**The problem**
Find "The component shall return one point per instance of the bench" in the material below, then copy that line and every subsequent line to the end, exactly.

**Entries provided**
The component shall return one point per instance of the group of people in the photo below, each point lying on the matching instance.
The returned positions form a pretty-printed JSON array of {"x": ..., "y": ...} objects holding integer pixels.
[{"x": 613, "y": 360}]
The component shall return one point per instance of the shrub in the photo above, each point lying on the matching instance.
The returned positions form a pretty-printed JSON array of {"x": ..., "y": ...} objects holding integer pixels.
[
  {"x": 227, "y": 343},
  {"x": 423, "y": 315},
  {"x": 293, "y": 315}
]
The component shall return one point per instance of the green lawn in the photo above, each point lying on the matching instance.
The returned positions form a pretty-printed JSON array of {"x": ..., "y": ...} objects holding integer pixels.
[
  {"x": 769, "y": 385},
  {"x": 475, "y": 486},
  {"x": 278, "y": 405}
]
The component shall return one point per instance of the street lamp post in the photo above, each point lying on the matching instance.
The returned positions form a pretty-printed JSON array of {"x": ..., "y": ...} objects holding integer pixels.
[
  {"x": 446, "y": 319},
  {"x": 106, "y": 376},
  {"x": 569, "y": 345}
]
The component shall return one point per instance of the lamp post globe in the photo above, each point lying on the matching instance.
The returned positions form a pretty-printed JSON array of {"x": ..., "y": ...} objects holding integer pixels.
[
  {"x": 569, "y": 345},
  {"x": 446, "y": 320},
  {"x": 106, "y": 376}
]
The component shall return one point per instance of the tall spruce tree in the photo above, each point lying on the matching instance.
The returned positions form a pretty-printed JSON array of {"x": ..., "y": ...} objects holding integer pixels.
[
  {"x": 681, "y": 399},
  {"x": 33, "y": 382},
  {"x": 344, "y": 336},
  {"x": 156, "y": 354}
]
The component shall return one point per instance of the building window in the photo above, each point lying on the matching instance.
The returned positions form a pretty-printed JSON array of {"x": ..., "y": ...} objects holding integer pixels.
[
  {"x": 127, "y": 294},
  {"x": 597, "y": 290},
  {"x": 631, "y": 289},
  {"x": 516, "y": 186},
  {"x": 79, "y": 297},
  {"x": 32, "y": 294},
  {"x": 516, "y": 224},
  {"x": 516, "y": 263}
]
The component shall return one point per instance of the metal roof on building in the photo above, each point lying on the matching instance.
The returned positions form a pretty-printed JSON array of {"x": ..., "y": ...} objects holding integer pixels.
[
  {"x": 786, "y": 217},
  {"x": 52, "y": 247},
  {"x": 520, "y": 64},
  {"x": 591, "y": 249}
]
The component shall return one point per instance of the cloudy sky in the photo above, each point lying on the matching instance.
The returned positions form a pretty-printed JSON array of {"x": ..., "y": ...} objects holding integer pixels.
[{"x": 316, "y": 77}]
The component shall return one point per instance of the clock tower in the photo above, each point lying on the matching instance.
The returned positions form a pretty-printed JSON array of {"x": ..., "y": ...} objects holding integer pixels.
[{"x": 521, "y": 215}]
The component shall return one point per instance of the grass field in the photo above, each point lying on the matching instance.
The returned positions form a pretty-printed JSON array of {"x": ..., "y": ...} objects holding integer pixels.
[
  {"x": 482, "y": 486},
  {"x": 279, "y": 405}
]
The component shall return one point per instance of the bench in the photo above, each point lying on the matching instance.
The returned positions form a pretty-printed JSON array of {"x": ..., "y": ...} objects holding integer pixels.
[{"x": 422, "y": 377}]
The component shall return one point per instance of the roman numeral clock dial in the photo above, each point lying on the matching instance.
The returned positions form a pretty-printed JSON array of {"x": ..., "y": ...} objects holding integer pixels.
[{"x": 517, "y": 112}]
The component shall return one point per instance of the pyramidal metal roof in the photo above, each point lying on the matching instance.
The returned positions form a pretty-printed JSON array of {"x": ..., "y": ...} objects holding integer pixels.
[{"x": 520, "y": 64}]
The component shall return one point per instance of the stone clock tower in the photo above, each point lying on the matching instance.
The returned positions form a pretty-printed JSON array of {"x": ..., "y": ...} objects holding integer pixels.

**Task result**
The component shall return one point per instance of the bench in the photo above, each point lying on the matching instance.
The returned positions form a pretty-printed JSON array of {"x": ..., "y": ...} objects holding integer pixels.
[{"x": 422, "y": 377}]
The component shall return one point per instance of the roman numeral clock dial in the photo above, each point lying on the matching instance.
The returned positions form a pretty-printed JSON array of {"x": ..., "y": ...} objects holding integer pixels.
[{"x": 517, "y": 112}]
The component shall return one point per instance of the pyramidal metal roof in the photo above, each point lying on the matching instance.
The returned positions form a pretty-printed JSON array of {"x": ..., "y": ...} objects holding integer pixels.
[{"x": 520, "y": 64}]
The component shall return one point per instance of the stone clock tower in the photo above, each point lying on the matching instance.
The returned positions form a pretty-printed JSON array of {"x": ..., "y": ...} objects holding integer pixels.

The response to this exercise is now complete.